RECORDS FOR PROCESSING:
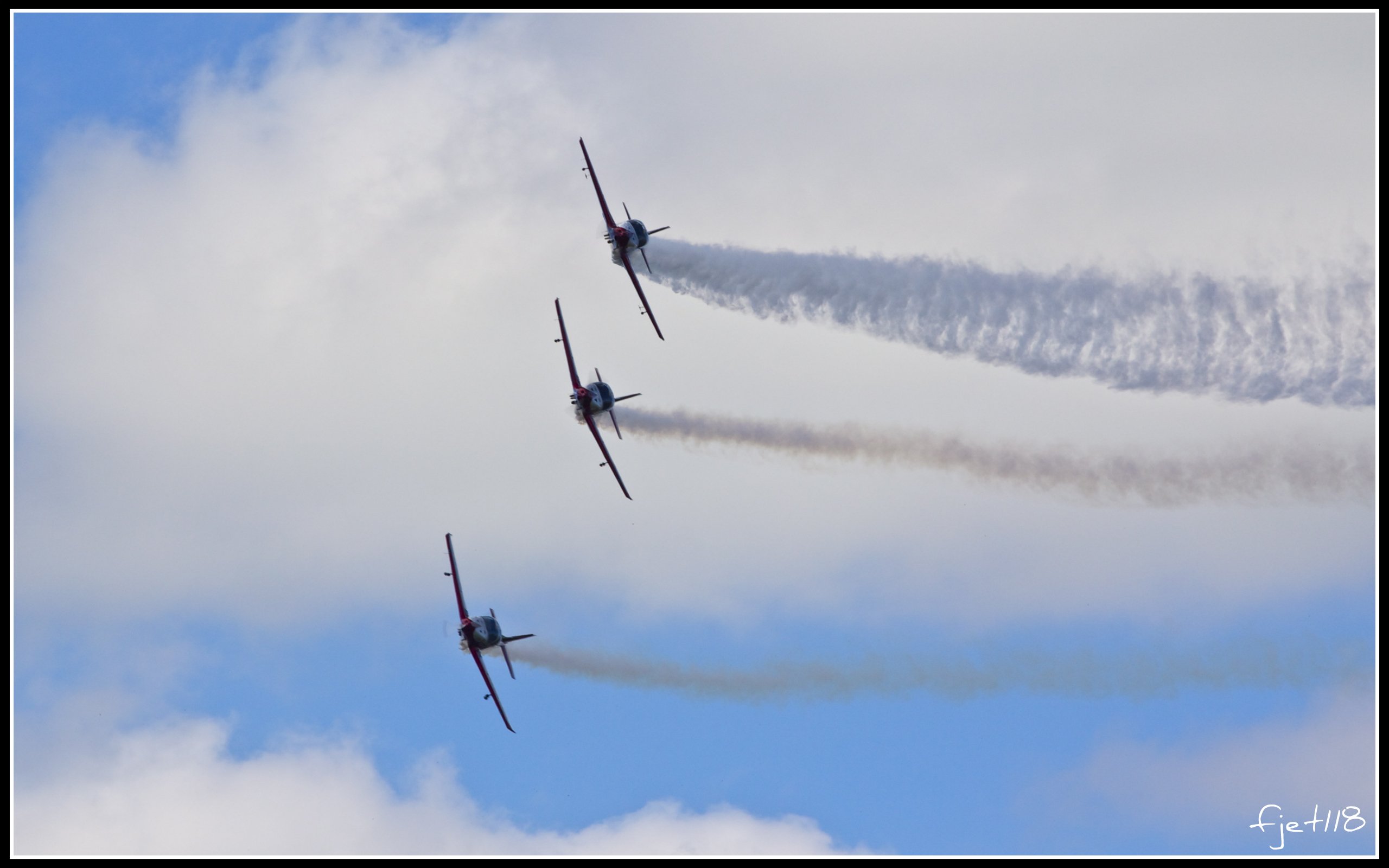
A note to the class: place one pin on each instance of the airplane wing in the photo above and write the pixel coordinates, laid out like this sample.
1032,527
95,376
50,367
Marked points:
608,216
457,588
642,295
603,446
490,690
574,373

TASK PROMPT:
Set down the entries above exactly; no pictures belong in the copy.

THE COMPLETED TASK:
A note to the class: place one pin on each instance of the airplane wing in the photo above and write the pixel coordinates, laid out like this sample.
1032,527
95,376
50,367
Marked points:
608,216
457,588
642,295
603,446
490,690
574,373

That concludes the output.